-- Aim --
Extract every entry word for word.

Entries from a point annotation set:
****************************************
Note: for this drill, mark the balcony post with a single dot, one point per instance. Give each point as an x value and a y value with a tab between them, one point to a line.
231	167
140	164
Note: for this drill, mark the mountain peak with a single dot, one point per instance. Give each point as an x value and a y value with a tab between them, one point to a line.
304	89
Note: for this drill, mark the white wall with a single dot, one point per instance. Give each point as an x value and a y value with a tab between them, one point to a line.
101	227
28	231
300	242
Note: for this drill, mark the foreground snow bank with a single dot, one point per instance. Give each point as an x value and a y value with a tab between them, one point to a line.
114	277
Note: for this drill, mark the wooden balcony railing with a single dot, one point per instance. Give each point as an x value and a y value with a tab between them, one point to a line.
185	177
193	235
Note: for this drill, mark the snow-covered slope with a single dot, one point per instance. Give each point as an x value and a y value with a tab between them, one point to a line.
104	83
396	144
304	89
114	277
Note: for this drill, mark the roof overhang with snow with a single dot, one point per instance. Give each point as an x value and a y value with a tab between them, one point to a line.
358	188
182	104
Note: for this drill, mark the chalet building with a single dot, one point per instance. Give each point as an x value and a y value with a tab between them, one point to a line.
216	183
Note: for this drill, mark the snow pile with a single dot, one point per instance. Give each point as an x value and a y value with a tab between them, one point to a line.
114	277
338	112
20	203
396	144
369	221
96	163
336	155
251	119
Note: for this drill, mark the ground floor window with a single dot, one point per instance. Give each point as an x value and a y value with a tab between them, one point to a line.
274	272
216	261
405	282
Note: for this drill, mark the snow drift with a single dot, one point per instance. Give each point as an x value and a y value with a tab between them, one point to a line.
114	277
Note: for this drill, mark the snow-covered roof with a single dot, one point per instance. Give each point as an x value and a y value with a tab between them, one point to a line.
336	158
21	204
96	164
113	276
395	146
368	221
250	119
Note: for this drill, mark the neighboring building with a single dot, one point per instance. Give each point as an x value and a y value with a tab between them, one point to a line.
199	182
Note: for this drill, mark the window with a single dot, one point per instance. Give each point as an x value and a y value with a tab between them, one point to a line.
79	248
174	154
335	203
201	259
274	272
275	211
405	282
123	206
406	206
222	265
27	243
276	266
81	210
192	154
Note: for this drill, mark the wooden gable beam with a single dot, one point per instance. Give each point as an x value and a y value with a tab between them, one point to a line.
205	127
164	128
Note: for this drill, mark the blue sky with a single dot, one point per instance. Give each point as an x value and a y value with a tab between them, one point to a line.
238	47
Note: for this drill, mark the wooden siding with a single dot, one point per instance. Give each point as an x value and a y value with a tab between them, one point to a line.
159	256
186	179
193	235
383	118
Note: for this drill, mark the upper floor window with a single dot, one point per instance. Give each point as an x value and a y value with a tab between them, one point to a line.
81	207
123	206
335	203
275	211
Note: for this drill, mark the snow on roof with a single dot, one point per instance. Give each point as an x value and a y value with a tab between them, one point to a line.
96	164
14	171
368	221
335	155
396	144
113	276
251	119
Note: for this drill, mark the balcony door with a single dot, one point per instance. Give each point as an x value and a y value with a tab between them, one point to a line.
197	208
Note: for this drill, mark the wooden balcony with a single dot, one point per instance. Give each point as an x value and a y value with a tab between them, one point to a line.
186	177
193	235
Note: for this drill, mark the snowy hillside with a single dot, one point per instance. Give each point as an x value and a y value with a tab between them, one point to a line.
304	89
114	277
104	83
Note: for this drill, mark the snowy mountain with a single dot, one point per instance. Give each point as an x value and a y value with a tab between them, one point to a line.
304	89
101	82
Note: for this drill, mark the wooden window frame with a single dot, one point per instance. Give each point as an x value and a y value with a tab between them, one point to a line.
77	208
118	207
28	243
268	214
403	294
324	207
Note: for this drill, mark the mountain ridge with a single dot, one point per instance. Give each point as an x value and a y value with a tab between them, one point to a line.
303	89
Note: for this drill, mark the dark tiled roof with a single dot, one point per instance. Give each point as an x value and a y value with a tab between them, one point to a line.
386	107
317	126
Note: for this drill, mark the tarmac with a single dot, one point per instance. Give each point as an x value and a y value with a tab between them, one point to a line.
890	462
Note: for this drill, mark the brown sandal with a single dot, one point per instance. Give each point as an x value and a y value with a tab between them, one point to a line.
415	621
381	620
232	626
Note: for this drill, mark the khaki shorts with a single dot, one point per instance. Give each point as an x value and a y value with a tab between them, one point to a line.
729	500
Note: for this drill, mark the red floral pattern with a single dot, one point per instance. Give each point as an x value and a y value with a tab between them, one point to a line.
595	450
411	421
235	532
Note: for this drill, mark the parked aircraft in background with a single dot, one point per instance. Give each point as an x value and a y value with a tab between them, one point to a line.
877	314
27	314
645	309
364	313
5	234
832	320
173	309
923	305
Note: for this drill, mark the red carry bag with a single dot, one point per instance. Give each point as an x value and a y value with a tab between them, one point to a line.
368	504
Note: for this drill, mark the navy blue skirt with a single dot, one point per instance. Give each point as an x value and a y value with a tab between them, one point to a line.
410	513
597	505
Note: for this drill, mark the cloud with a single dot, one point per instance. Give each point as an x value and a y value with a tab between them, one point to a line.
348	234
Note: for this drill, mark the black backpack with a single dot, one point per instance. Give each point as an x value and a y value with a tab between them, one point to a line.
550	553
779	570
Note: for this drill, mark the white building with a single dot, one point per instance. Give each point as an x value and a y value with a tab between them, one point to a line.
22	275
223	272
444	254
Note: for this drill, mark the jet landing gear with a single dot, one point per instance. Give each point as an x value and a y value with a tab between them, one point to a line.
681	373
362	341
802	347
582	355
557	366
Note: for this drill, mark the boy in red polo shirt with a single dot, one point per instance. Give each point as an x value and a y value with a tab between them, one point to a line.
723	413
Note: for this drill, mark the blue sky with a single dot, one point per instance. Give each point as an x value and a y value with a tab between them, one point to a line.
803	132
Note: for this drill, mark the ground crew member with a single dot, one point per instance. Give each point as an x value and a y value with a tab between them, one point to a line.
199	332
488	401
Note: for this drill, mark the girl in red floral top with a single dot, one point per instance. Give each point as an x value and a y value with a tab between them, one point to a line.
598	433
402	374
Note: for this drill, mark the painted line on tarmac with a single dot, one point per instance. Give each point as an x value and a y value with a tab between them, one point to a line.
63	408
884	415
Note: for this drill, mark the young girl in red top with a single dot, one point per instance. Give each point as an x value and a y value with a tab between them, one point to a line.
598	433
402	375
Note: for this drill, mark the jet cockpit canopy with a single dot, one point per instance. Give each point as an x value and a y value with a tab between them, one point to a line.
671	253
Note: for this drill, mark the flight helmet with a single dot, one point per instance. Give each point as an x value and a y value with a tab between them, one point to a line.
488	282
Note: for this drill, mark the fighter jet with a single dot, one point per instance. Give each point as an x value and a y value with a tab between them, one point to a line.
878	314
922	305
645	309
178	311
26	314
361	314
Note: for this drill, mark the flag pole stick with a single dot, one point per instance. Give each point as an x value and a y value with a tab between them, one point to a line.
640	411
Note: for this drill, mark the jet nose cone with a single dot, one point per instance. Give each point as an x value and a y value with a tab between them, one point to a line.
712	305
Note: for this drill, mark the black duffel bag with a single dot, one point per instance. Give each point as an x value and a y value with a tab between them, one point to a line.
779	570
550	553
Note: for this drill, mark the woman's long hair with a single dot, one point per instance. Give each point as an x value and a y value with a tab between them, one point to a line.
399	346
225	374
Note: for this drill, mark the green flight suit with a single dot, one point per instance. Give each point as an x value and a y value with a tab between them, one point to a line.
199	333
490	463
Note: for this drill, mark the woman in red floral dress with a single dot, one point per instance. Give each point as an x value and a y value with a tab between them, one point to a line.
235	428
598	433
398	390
****************************************
-- Full response --
Note: for this drill, mark the balcony post with a single dot, one point per instance. Give each point as an x value and a y value with a tab between them, one point to a line.
231	167
140	164
Note: for this drill, mark the mountain peak with a single dot, one point per instance. Give each point as an x value and a y value with a tab between them, one point to a line.
304	89
Note: for this drill, mark the white wall with a single dot, one point per instance. Give each point as an x value and a y value with a tab between them, one point to a line.
101	227
28	231
300	242
Note: for this drill, mark the foreground snow bank with a single dot, one point per instance. Give each point as an x value and a y value with a tab between them, one point to a line.
114	277
Note: for this drill, mark the wooden balcony railing with a single dot, one point per instance. Give each point as an x value and a y value with a tab between them, one point to a line.
185	177
193	235
Note: for this drill, mark the snow-covered slope with a single dot, one point per instance. Give each point as an x value and a y value with a tab between them, one point to a line.
104	83
396	144
304	89
114	277
Note: for this drill, mark the roof overhang with snow with a single dot, one point per instance. Give each point as an x value and a y value with a tab between them, one point to a line.
358	188
182	104
Note: for this drill, mark the chalet building with a single dot, one point per instance. Give each point as an x value and a y value with a tab between them, one point to a line.
216	183
Note: for this drill, mark the snow pile with a single dot, one point per instance. Give each point as an x value and a y value with a tab between them, one point to a line.
114	277
338	112
20	203
396	144
369	221
96	163
336	155
251	119
Note: for this drill, mark the ground floor window with a single dot, one point per instance. Give each point as an x value and a y value with a tab between them, one point to a line.
274	272
216	261
405	282
Note: for this drill, mark the snow drift with a single dot, one point per instance. Give each point as an x value and a y value with a tab between them, one point to a line.
114	277
Note: for this drill, mark the snow-covered roof with a single dot, one point per instance. Give each point as an x value and a y value with a tab between them, one point to a line.
336	158
21	204
96	164
113	276
395	146
368	221
250	119
Note: for this drill, mark the neighboring building with a single dot, one point per instance. Give each point as an x value and a y value with a tab between them, one point to a line.
199	182
Note: for this drill, mark the window with a single dot, one point per instance. Give each point as an x value and a y value with a tab between them, one point to a line.
79	248
174	154
335	203
201	259
274	272
275	211
405	282
123	206
406	206
222	265
27	243
276	266
81	210
192	154
Note: for this drill, mark the wooden gable beam with a single dot, one point per instance. Give each point as an x value and a y value with a tab between them, one point to a line.
205	127
164	128
Note: for this drill, mark the blue sky with a single dot, one point per instance. Give each point as an x value and a y value with a tab between them, one point to a line.
238	47
Note: for this drill, mark the wooden siding with a single dot, one point per instance. Give each point as an x value and a y value with a tab between them, one point to a line.
159	256
186	179
193	235
383	118
Note: for this drill, mark the upper floor window with a single dot, one point per instance. Give each point as an x value and a y value with a tab between them, one point to a line.
81	207
123	206
335	203
275	211
Note: for this drill, mark the snow on roof with a single dot, one point per instance. Give each point as an x value and a y value with a tab between them, one point to a line.
96	164
14	171
368	221
335	155
396	144
113	276
251	119
Note: for this drill, mark the balcony door with a single dot, one point per instance. Give each point as an x value and a y value with a tab between them, one point to a line.
197	208
Note: for this drill, mark the wooden balcony with a single dot, one point per instance. Give each point as an x value and a y value with a tab between them, one point to a line.
186	177
193	235
Note: for this drill, mark the snowy hillside with a single dot, one point per instance. Give each point as an x value and a y value with a tab between them, one point to a line.
304	89
114	277
104	83
Note: for this drill, mark the snowy mountain with a single dot, one point per instance. Give each point as an x value and a y value with a tab between them, one point to a line.
304	89
101	82
Note: for this drill, mark the wooden window frame with a single dot, one point per instance. Give each point as an x value and a y value with a tab between them, one point to a line.
77	208
118	207
28	243
268	214
403	294
324	207
Note: for this drill, mark the mountain ridge with a single dot, one point per instance. Give each point as an x value and a y value with a tab between them, one point to a line.
303	89
Note: for this drill, mark the dark tiled roof with a single dot, one point per instance. Give each point as an x value and a y value with a tab between them, one point to a line.
386	107
317	126
Note: for this drill, mark the tarmac with a single dot, one point per instance. Give each point as an x value and a y value with a tab between them, one point to a line.
890	462
Note: for this drill, mark the brown sandal with a single dot, one point per instance. Give each point as an x value and a y value with a tab between them, one point to a line.
415	621
381	620
232	626
Note: for this drill, mark the khaki shorts with a single dot, one point per instance. Give each point as an x value and a y value with a tab between them, one point to a line.
729	500
Note: for this drill, mark the red floral pattern with a single dot, one point per instance. Give each point as an x value and a y value with a tab between them, one point to a line.
595	450
411	421
235	532
Note: for this drill, mark the parked aircraft in background with a single dot, one point per instance. Give each point as an x value and a y value with a tab between them, one point to a line.
877	314
27	314
645	309
364	313
5	234
832	320
173	309
923	305
Note: for this drill, mark the red carry bag with a single dot, one point per instance. Give each point as an x value and a y value with a tab between them, one point to a line.
368	504
Note: for this drill, mark the navy blue skirt with a single dot, one point per instance. Give each point as an x value and a y value with a tab between them, one point to a line.
410	513
597	505
Note: for this drill, mark the cloud with a single dot, one point per instance. Give each point as an x value and a y value with a tab between them, one point to a line.
348	234
Note: for this drill, mark the black backpack with a single dot, one point per instance. Give each point as an x value and a y value with a tab between them, one point to a line.
550	553
779	570
Note: for this drill, mark the white building with a single dot, one point per instance. Give each point as an x value and a y value with a tab between them, one point to a line.
22	275
223	272
444	254
Note: for this drill, mark the jet landing gear with a single dot, one point per instance. Give each point as an x value and a y value with a tab between them, one point to a line.
681	373
362	341
802	347
582	355
557	366
Note: for this drill, mark the boy in red polo shirt with a single dot, one point per instance. Give each point as an x value and a y value with a tab between them, one point to a line.
723	413
Note: for this drill, mark the blue sky with a single dot, one point per instance. Give each point as an x value and a y value with a tab between them, one point to a line.
803	132
Note: for this drill, mark the ground crew member with a single dot, one point per instance. Give each point as an x value and a y value with a tab between them, one point to a line.
199	332
488	401
Note: for this drill, mark the girl in red floral top with a single dot, one point per instance. Give each point as an x value and a y value with a tab between them, one point to a line.
598	433
402	374
Note: for this drill, mark the painted line on tarmac with a single dot, one point per instance. Give each point as an x value and a y value with a tab between them, one point to a line.
63	408
884	415
Note: for this drill, mark the young girl in red top with a single dot, one point per instance. Give each point as an x value and a y value with a tab between them, one point to a line.
598	433
402	375
Note: for this drill, mark the jet cockpit canopy with a single dot, one point per instance. Give each point as an x value and a y value with a tab between them, one point to a line.
671	253
Note: for this drill, mark the flight helmet with a single dot, one point per instance. Give each point as an x value and a y value with a tab between them, one point to a line.
488	282
Note: for this drill, mark the fighter jet with a single dot, one point per instance. Give each point as an x value and a y value with a tab between them, one point to a line.
878	314
922	305
645	309
178	311
26	314
361	314
Note: for this drill, mark the flag pole stick with a single dot, one point per instance. Give each point as an x value and a y value with a tab between them, one point to a line.
640	411
Note: for this drill, mark the jet nose cone with a single dot, one point per instance. Give each point as an x value and a y value with a tab between them, one point to a line.
712	305
Note: for this drill, mark the black duffel bag with a single dot, one point per instance. Give each point as an x value and a y value with a tab between them, one point to a line.
779	570
550	553
Note: for this drill, mark the woman's long hair with a single dot, one point per instance. Give each point as an x value and a y value with a tab between them, one point to a line.
399	346
225	374
Note: for this drill, mark the green flight suit with a single dot, one point per instance. Give each point as an x value and a y value with a tab between them, one point to a line.
199	333
490	463
Note: for this drill, mark the woman in red floral dress with a single dot, one point per instance. Give each point as an x value and a y value with a tab between them, one point to a line.
235	428
598	433
398	390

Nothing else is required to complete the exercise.